> [SET EXERCISE]: Extract every line of the lines below that contains the word "pavement", matching case exactly.
::: GIVEN RECORDS
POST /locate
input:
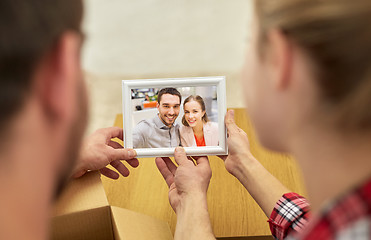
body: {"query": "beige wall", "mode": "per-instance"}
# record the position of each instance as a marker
(129, 39)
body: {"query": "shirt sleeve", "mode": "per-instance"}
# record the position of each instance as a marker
(290, 214)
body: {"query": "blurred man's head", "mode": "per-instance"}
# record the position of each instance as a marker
(41, 78)
(168, 105)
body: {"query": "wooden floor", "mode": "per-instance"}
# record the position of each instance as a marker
(232, 210)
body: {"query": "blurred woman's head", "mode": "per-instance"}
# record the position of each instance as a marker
(194, 111)
(310, 64)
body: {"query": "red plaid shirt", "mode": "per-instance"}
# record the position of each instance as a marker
(347, 218)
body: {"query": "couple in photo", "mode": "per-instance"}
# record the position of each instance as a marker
(162, 131)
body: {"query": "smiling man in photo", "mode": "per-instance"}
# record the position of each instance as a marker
(160, 131)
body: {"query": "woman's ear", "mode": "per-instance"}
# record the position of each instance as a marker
(279, 56)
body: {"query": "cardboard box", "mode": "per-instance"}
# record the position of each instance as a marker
(83, 212)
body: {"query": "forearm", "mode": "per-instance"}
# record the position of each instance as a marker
(193, 221)
(261, 184)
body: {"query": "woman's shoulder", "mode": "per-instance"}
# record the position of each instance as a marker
(212, 124)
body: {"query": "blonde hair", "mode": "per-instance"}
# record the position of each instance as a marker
(200, 101)
(337, 37)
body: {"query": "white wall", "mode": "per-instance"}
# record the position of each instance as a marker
(165, 38)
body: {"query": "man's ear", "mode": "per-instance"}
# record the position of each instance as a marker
(279, 56)
(58, 75)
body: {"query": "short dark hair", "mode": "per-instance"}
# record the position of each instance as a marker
(28, 30)
(172, 91)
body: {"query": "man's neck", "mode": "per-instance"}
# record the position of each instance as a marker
(332, 164)
(169, 126)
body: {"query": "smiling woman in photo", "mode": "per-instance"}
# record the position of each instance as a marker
(197, 130)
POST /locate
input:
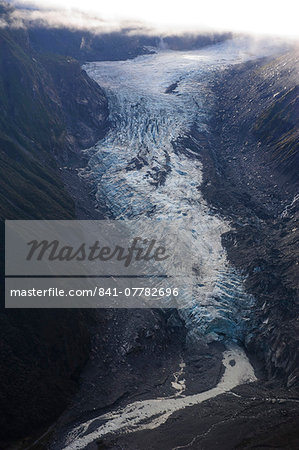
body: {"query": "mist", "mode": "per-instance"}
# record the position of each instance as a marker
(266, 18)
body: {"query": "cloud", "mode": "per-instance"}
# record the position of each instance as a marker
(264, 17)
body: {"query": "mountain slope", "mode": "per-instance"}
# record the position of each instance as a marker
(50, 110)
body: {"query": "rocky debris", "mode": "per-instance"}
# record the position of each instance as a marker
(258, 194)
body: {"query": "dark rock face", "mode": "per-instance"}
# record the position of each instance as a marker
(50, 110)
(253, 158)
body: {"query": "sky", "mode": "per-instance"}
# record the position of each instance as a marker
(262, 17)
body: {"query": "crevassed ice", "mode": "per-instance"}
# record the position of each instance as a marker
(138, 174)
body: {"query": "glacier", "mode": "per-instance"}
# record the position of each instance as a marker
(136, 172)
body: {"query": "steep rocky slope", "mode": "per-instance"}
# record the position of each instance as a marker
(49, 110)
(254, 159)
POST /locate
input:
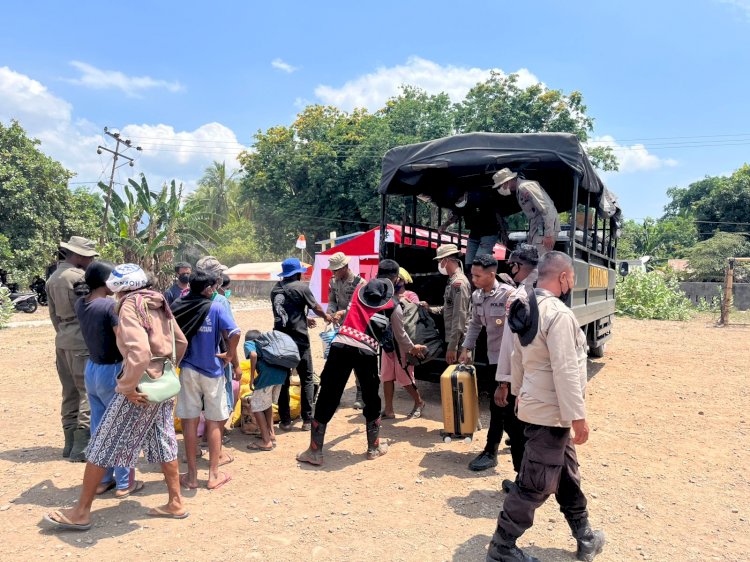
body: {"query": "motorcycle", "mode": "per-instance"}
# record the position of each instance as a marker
(23, 302)
(38, 286)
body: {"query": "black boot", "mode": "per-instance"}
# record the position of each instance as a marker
(69, 432)
(314, 453)
(486, 459)
(590, 542)
(358, 402)
(81, 438)
(374, 448)
(503, 549)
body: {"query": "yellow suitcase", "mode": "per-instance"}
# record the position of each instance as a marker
(460, 400)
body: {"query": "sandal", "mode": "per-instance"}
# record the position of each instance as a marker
(417, 411)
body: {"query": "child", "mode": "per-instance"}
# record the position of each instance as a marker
(267, 387)
(393, 370)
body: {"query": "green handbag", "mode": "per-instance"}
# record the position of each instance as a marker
(168, 384)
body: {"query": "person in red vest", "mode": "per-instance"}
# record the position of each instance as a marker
(374, 319)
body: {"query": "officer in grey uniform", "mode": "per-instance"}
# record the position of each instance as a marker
(544, 222)
(488, 310)
(340, 291)
(70, 349)
(456, 299)
(548, 377)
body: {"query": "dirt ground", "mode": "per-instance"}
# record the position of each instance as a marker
(666, 470)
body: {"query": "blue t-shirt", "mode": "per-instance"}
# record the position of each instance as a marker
(268, 375)
(202, 349)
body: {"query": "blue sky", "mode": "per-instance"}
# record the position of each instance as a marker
(666, 81)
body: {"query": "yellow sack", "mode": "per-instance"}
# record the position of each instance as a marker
(234, 420)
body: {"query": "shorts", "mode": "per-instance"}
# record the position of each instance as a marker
(391, 370)
(199, 393)
(263, 398)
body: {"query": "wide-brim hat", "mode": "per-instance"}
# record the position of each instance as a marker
(502, 176)
(337, 261)
(446, 250)
(211, 265)
(291, 266)
(376, 293)
(81, 246)
(523, 318)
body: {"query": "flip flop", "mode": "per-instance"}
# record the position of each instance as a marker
(226, 479)
(159, 512)
(137, 487)
(184, 484)
(111, 484)
(258, 447)
(64, 523)
(417, 411)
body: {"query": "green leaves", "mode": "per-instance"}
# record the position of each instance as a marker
(652, 296)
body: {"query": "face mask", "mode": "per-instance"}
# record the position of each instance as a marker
(504, 190)
(564, 294)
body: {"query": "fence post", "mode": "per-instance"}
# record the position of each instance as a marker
(726, 304)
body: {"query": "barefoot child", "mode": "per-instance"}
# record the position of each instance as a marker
(267, 387)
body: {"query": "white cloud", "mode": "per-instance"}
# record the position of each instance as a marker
(279, 64)
(98, 79)
(167, 153)
(634, 157)
(742, 6)
(29, 101)
(373, 89)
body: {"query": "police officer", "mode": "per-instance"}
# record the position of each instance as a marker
(523, 262)
(549, 379)
(70, 349)
(544, 222)
(488, 310)
(340, 291)
(456, 299)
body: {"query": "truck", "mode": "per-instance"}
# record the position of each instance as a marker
(419, 182)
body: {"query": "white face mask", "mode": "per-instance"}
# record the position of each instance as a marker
(504, 190)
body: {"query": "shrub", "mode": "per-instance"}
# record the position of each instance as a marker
(6, 307)
(652, 296)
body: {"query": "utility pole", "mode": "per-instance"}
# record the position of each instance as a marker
(116, 154)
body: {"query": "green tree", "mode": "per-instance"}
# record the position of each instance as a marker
(664, 238)
(500, 105)
(717, 202)
(34, 196)
(217, 196)
(708, 258)
(150, 227)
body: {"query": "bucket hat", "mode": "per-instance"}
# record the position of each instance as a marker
(291, 266)
(81, 246)
(337, 261)
(502, 176)
(376, 293)
(446, 250)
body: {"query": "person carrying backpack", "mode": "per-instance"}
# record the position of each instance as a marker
(372, 316)
(393, 364)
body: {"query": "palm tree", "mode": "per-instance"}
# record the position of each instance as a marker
(218, 195)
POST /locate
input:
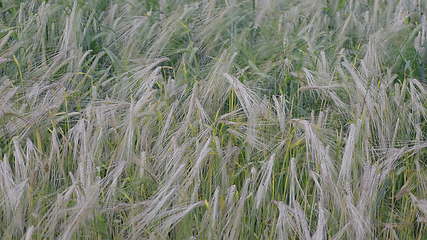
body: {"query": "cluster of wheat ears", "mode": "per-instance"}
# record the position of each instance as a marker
(213, 119)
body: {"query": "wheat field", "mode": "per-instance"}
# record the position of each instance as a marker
(213, 119)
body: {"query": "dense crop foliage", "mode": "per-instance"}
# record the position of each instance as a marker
(213, 119)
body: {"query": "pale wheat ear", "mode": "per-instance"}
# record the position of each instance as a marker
(213, 119)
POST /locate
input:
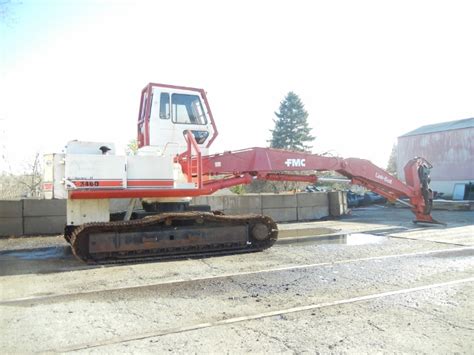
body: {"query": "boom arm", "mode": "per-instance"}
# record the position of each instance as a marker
(241, 167)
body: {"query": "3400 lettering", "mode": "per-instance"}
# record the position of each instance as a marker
(88, 183)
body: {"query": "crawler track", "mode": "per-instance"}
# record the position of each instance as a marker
(172, 235)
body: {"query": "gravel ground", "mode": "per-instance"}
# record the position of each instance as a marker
(376, 284)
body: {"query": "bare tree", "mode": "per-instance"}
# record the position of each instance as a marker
(33, 178)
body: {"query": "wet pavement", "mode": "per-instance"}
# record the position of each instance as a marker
(374, 283)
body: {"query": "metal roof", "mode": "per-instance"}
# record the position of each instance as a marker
(440, 127)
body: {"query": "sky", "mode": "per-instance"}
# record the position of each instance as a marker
(367, 71)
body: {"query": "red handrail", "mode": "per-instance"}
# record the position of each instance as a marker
(188, 156)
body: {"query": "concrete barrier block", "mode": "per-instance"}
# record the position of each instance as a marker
(281, 214)
(242, 202)
(337, 203)
(11, 209)
(311, 213)
(279, 201)
(240, 211)
(199, 200)
(44, 225)
(11, 226)
(36, 208)
(310, 199)
(216, 202)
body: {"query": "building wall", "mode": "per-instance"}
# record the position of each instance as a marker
(450, 152)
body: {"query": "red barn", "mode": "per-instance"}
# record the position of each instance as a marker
(449, 147)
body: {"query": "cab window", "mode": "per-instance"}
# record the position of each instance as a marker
(164, 105)
(187, 109)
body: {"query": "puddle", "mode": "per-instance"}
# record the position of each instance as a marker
(345, 239)
(39, 253)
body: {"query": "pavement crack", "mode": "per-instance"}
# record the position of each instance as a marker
(278, 340)
(372, 324)
(438, 318)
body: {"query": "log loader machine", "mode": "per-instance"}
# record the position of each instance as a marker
(175, 130)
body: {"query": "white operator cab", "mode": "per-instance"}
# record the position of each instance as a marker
(167, 113)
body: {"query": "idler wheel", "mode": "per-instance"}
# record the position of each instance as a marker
(260, 232)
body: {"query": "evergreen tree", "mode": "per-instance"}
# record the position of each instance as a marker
(392, 161)
(291, 127)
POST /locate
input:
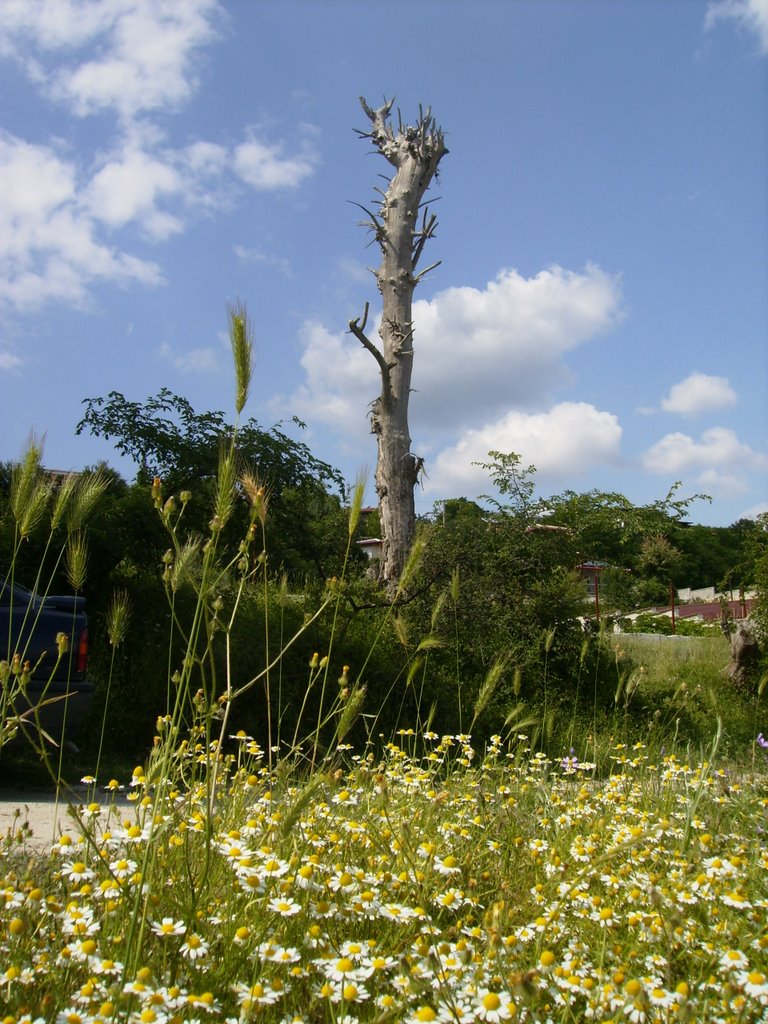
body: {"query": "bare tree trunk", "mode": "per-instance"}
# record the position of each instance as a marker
(415, 153)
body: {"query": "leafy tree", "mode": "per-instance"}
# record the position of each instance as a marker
(607, 526)
(167, 438)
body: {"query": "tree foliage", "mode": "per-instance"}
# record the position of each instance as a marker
(167, 438)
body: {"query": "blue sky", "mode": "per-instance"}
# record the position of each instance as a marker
(601, 303)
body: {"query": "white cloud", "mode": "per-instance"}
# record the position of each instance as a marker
(145, 49)
(129, 188)
(718, 460)
(477, 352)
(568, 439)
(699, 393)
(749, 14)
(48, 247)
(9, 363)
(195, 360)
(341, 379)
(263, 167)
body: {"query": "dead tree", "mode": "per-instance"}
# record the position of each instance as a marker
(401, 225)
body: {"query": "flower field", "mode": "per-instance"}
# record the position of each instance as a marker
(431, 882)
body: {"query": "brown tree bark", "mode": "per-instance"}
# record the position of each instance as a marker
(401, 226)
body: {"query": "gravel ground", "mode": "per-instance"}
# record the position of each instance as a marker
(46, 816)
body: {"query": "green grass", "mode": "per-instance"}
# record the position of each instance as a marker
(434, 883)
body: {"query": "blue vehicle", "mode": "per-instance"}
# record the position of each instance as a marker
(33, 630)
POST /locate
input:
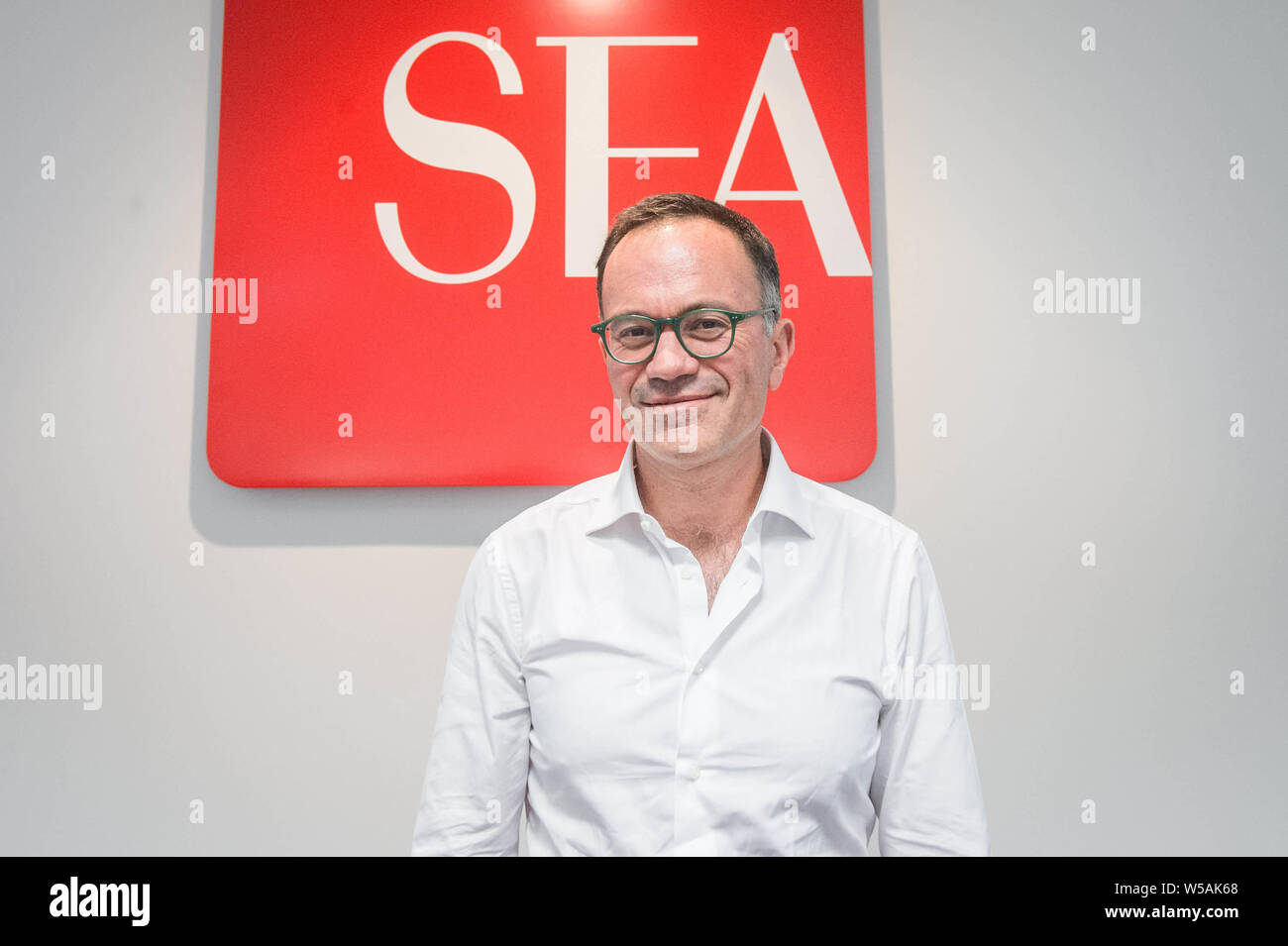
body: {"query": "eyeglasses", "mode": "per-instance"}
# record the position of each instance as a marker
(702, 332)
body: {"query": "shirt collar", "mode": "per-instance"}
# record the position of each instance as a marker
(780, 493)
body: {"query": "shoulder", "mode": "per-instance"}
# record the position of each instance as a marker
(858, 525)
(561, 516)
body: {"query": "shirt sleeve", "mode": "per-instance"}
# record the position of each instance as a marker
(477, 777)
(925, 786)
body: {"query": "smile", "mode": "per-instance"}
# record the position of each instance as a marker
(678, 400)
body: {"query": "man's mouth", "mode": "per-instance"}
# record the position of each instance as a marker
(684, 399)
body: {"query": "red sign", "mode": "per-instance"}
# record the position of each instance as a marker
(412, 184)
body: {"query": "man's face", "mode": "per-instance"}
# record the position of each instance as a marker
(669, 267)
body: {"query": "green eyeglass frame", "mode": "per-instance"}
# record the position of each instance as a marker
(600, 328)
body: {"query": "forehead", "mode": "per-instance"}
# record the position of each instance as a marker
(679, 263)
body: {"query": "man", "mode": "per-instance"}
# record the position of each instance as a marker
(694, 656)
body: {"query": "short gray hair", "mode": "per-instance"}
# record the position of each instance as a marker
(675, 206)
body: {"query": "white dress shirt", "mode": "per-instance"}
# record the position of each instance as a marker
(587, 680)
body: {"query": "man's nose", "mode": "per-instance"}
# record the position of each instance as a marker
(671, 360)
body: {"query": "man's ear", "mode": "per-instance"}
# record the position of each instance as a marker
(785, 344)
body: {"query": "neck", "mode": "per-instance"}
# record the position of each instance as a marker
(708, 503)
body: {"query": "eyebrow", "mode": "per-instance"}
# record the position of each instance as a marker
(703, 304)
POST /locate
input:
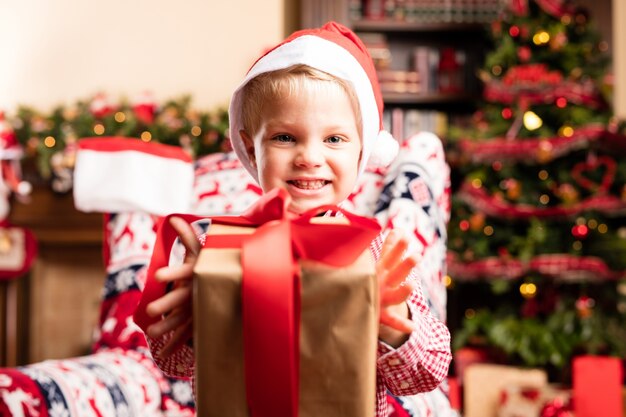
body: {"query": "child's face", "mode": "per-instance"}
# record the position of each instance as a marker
(308, 144)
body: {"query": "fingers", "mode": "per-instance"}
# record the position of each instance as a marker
(393, 248)
(394, 321)
(177, 298)
(393, 296)
(399, 272)
(175, 273)
(180, 337)
(171, 322)
(187, 237)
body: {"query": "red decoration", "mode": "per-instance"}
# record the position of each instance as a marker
(598, 386)
(531, 75)
(18, 249)
(494, 205)
(499, 149)
(584, 306)
(563, 266)
(270, 287)
(558, 407)
(580, 171)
::::::
> [EXPECTED ANSWER]:
body: {"query": "wet pavement", "mode": "per-instance"}
body: {"query": "pavement crack", "mode": "per-instance"}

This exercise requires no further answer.